PROBLEM STATEMENT: Each record below should appear again exactly as written.

DATASET EXCERPTS:
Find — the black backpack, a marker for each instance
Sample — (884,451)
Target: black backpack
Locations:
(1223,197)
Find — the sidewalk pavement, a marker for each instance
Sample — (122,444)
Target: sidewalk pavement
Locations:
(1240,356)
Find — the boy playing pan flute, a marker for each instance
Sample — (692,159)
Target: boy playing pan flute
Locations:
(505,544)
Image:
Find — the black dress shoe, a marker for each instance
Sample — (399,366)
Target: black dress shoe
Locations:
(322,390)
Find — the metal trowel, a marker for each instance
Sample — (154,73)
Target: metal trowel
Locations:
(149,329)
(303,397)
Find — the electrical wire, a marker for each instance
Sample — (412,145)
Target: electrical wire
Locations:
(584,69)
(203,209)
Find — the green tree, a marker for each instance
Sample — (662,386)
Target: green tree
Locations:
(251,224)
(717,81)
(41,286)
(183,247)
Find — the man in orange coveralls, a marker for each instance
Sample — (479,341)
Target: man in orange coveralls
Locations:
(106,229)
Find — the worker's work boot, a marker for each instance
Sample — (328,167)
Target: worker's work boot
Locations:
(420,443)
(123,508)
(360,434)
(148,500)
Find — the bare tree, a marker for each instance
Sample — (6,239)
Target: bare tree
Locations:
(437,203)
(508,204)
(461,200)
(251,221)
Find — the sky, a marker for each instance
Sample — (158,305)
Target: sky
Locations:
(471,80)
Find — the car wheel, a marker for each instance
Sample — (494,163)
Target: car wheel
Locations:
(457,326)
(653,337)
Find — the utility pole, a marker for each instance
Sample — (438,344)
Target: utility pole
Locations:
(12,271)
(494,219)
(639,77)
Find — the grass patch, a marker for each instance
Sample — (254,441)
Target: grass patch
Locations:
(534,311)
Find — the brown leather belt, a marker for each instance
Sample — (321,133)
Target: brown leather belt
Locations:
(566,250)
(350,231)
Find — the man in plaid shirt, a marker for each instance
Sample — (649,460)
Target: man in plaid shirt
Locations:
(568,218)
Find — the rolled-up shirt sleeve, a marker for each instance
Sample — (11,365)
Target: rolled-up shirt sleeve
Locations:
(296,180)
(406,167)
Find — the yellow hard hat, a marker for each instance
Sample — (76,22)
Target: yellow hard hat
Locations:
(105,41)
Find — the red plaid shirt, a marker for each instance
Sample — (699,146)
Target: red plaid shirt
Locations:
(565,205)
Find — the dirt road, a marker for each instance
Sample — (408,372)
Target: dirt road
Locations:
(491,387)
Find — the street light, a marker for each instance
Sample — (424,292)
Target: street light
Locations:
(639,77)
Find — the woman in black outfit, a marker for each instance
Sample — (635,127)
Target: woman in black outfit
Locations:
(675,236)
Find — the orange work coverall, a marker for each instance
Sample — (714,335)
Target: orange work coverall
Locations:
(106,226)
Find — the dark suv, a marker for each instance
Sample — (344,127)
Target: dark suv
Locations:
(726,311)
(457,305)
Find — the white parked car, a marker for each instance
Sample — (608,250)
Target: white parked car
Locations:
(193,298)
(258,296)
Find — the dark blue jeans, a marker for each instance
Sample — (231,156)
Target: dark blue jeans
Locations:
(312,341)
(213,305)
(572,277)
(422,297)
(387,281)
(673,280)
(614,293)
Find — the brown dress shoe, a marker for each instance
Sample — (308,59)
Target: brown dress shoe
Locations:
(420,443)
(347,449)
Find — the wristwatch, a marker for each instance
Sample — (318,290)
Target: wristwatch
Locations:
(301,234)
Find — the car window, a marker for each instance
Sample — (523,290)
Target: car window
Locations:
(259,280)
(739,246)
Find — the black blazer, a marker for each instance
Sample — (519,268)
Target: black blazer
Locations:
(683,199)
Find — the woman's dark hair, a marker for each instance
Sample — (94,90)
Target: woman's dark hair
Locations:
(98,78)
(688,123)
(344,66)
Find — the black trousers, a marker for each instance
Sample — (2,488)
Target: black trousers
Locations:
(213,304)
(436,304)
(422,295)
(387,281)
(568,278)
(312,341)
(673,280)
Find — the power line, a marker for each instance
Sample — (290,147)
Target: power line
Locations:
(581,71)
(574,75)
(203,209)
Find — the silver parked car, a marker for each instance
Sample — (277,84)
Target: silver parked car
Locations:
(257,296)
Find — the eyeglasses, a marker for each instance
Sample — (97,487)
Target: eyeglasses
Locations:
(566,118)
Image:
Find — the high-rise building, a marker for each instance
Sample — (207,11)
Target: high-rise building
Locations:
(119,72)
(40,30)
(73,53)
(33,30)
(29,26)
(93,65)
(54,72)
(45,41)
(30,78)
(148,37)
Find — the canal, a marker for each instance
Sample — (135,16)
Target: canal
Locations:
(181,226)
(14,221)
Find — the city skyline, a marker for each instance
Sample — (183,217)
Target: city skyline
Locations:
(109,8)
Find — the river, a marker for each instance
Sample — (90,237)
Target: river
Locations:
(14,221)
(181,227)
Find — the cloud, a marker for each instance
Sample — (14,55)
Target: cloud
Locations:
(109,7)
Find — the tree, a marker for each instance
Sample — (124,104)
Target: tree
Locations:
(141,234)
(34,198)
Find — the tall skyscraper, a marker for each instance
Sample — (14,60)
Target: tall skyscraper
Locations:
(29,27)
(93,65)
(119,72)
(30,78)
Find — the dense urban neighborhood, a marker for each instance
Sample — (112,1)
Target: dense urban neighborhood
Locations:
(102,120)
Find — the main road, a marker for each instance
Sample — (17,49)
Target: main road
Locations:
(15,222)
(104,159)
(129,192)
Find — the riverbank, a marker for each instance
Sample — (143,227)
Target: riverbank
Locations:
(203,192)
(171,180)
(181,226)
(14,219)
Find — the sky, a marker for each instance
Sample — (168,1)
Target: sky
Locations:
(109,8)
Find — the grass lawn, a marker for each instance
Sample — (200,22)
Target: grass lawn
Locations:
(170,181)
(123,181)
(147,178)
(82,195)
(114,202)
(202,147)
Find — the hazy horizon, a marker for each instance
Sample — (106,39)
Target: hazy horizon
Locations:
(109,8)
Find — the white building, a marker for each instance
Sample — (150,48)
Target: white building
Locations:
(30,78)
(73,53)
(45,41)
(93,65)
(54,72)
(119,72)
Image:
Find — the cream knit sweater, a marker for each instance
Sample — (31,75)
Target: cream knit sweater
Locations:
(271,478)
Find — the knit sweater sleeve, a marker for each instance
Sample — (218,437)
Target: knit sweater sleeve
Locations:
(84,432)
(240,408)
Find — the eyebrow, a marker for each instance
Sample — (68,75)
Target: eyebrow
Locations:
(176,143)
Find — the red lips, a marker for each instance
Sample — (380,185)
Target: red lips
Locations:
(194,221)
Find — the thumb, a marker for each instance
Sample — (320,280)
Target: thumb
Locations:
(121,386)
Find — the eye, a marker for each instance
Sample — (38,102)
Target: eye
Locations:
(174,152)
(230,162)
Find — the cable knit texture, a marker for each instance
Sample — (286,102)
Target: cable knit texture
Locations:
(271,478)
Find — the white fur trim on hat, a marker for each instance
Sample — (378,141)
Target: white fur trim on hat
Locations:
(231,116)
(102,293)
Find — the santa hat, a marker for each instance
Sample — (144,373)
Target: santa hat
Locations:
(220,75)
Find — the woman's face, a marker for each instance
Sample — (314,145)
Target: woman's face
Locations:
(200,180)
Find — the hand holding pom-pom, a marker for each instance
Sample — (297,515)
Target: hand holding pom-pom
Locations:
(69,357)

SOLUTION FOR THIS EXERCISE:
Find — the black backpack, a marker for each instance
Sample — (884,451)
Target: black backpack
Locations:
(1223,197)
Find — the sidewalk pavement, a marker for each instance
Sample — (122,444)
Target: sidewalk pavement
Locations:
(1240,356)
Find — the boy playing pan flute, a marker for each instance
Sample — (692,159)
Target: boy playing pan flute
Locations:
(505,544)
Image:
Find — the black dress shoe, a marker for each instance
Sample — (399,366)
Target: black dress shoe
Locations:
(322,390)
Find — the metal trowel, a marker for each instance
Sample — (154,73)
Target: metal trowel
Locations:
(149,329)
(303,397)
Find — the electrical wire, a marker for each instance
Sample — (412,145)
Target: electrical wire
Locations:
(584,69)
(203,209)
Find — the green tree, a marker for each instance
Sample — (662,386)
Target: green tree
Locations:
(251,224)
(717,81)
(41,286)
(183,247)
Find — the man in orange coveralls, a marker for each instance
Sample — (479,341)
Target: man in orange coveralls
Locations:
(106,229)
Find — the worker's work boot, a marker for each instance
Sample — (328,167)
Target: worker's work boot
Locations:
(420,443)
(123,508)
(360,434)
(148,500)
Find — the bare tree, a marker for each instance
Sample — (6,239)
Target: bare tree
Locations:
(437,203)
(508,204)
(461,200)
(251,221)
Find — the sky, a marker for each instance
Sample — (158,305)
Target: sky
Locations:
(471,80)
Find — the car wheel, a marker for each instance
Sample — (494,163)
Target: car wheel
Locations:
(457,326)
(653,337)
Find — the utility pole, a marker for each instance
Sample — (438,344)
Target: utility pole
Locations:
(12,271)
(494,219)
(639,77)
Find — the grass patch, a marker for each instance
Sample — (254,441)
Target: grass patch
Locations:
(534,311)
Find — the brown leather belt, a marker for each instance
Sample — (321,133)
Target: brown leather belt
Locations:
(566,250)
(350,231)
Find — the man in plaid shirt, a marker for each instance
Sample — (649,460)
Target: man in plaid shirt
Locations:
(568,218)
Find — the rolled-up shirt sleeve, a marker for each instance
Sample — (11,365)
Target: rolled-up shirt sleeve
Locations:
(296,180)
(406,167)
Find — the yellow hard hat, a marker for each instance
Sample — (76,22)
Target: yellow hard hat
Locations:
(105,41)
Find — the red plaid shirt, a marker for each instance
Sample — (699,146)
Target: red plaid shirt
Locations:
(565,205)
Find — the dirt road, a marker for each instance
Sample — (408,372)
Target: dirt road
Locations:
(491,387)
Find — the street light, a marker for each instance
Sample — (424,292)
Target: street light
Locations:
(639,77)
Find — the woman in black outfit, a marker for each instance
Sample — (635,127)
Target: woman in black outfit
Locations:
(675,236)
Find — the orange work coverall, a marker for each instance
Sample — (714,335)
Target: orange work coverall
Locations:
(106,226)
Find — the dark suv, a marker for each instance
Sample — (344,127)
Target: dark suv
Locations:
(726,311)
(457,305)
Find — the white parked car, a marker for each instance
Sample — (608,250)
Target: white parked car
Locations:
(193,298)
(258,296)
Find — the dark blue jeans, a marker for each instance
Sample — (231,156)
Target: dark blue jeans
Locations:
(312,341)
(213,305)
(572,277)
(422,297)
(387,281)
(673,280)
(614,293)
Find — the brown dress shoe, a marker for each instance
Sample — (308,59)
Target: brown dress shoe
Locations:
(420,443)
(347,449)
Find — the wristwatch, a marker for each instance
Sample — (318,290)
Target: wristwatch
Locations:
(301,234)
Find — the car window, a marker for each instance
Sample — (523,290)
Target: car window
Locations:
(259,280)
(739,246)
Find — the black blazer, a marker for each instance
Sample — (519,268)
Target: black blazer
Locations:
(683,199)
Find — the woman's dark hair, a marker for each instance
Sample — (94,90)
Target: woman's dark hair
Locations:
(98,78)
(688,123)
(344,66)
Find — the black trousers, a marker for each instance
Sample — (2,488)
Target: black trousers
Locations:
(213,304)
(436,304)
(422,295)
(387,281)
(568,278)
(312,341)
(673,280)
Find — the power line, a marker for each instance
Sample — (290,147)
Target: power line
Locations:
(581,71)
(574,75)
(203,209)
Find — the silver parked car, a marker for each instance
Sample — (277,84)
Target: silver parked car
Locations:
(257,296)
Find — the eyeglasses, a marker for each instance
Sample — (97,487)
Target: eyeglasses
Locations:
(566,118)
Image:
Find — the high-rise building, a marker for each instance
Sample — (207,11)
Target: high-rise building
Locations:
(119,72)
(40,30)
(73,53)
(33,30)
(29,26)
(93,65)
(54,72)
(45,41)
(30,78)
(148,37)
Find — the canal, a marker for each instance
Sample — (135,16)
Target: canal
Locations:
(181,226)
(14,221)
Find — the city skyline, a marker for each instance
Sample — (183,217)
Target: city skyline
Locations:
(109,8)
Find — the river, a marker for each instance
Sample — (90,237)
Target: river
Locations:
(14,221)
(181,227)
Find — the cloud, a marker for each instance
Sample — (14,55)
Target: cloud
Locations:
(109,7)
Find — the tree, a marker for each instance
Sample — (124,104)
Target: tree
Locations:
(141,234)
(34,198)
Find — the tall skyscraper, a marker for each instance
Sample — (14,60)
Target: tall skyscraper
Locations:
(29,27)
(93,65)
(119,72)
(30,78)
Find — the dense urban neighborhood, a marker for each instance
Sample — (112,1)
Target: dense urban neighborhood
Locations:
(102,120)
Find — the main road, a marker for each instance
Sample — (17,49)
Target: main road
Locations:
(15,222)
(104,159)
(129,192)
Find — the riverbank, a marker for each instance
Sample — (143,227)
Target: riverbank
Locations:
(203,192)
(171,180)
(181,226)
(14,219)
Find — the sky, a marker for each instance
Sample — (168,1)
Target: sky
Locations:
(109,8)
Find — the grass lawn, a marker for each instance
Sample — (200,22)
Target: grass lawn
Locations:
(170,181)
(123,181)
(147,178)
(82,195)
(114,202)
(202,147)
Find — the hazy horizon, a marker for each instance
Sample — (106,39)
Target: hazy horizon
Locations:
(109,8)
Find — the white building, a marker for each instance
Sample — (150,48)
Target: white building
Locations:
(30,78)
(73,53)
(45,41)
(93,65)
(54,72)
(119,72)
Image:
Find — the cream knit sweater, a marker for each instance
Sample — (31,75)
Target: cream knit sweater
Locations:
(271,478)
Find — the knit sweater sleeve, a marker for each instance
Sample — (218,437)
Target: knit sweater sleeve
Locations:
(84,432)
(240,408)
Find — the eyebrow, a marker for each instance
Sample — (68,75)
Target: eyebrow
Locations:
(176,143)
Find — the red lips, a marker for each instance
Sample — (380,185)
Target: red lips
Locations:
(194,221)
Find — the thumb, a marker for each instance
Sample — (320,280)
Target: thumb
Locations:
(121,386)
Find — the eye, a marker for each instance
Sample — (38,102)
Target: eye
Locations:
(174,152)
(230,162)
Find — the cable knit texture, a marker for each instance
Sample — (286,102)
Target: cable knit texture
Locations:
(271,478)
Find — the white fur trim on hat, a marker for each instance
Sample — (378,141)
Target: white fur trim on hat
Locations:
(231,116)
(102,293)
Find — the santa hat, a marker for each instance
Sample — (144,373)
Target: santa hat
Locations:
(220,75)
Find — the woman's face, a marker for each instance
Sample — (314,145)
Target: woman's face
Locations:
(200,180)
Find — the hand holding pom-pom, a marker for each instance
Sample — (297,515)
Target: hand holding pom-pom
Locations:
(69,357)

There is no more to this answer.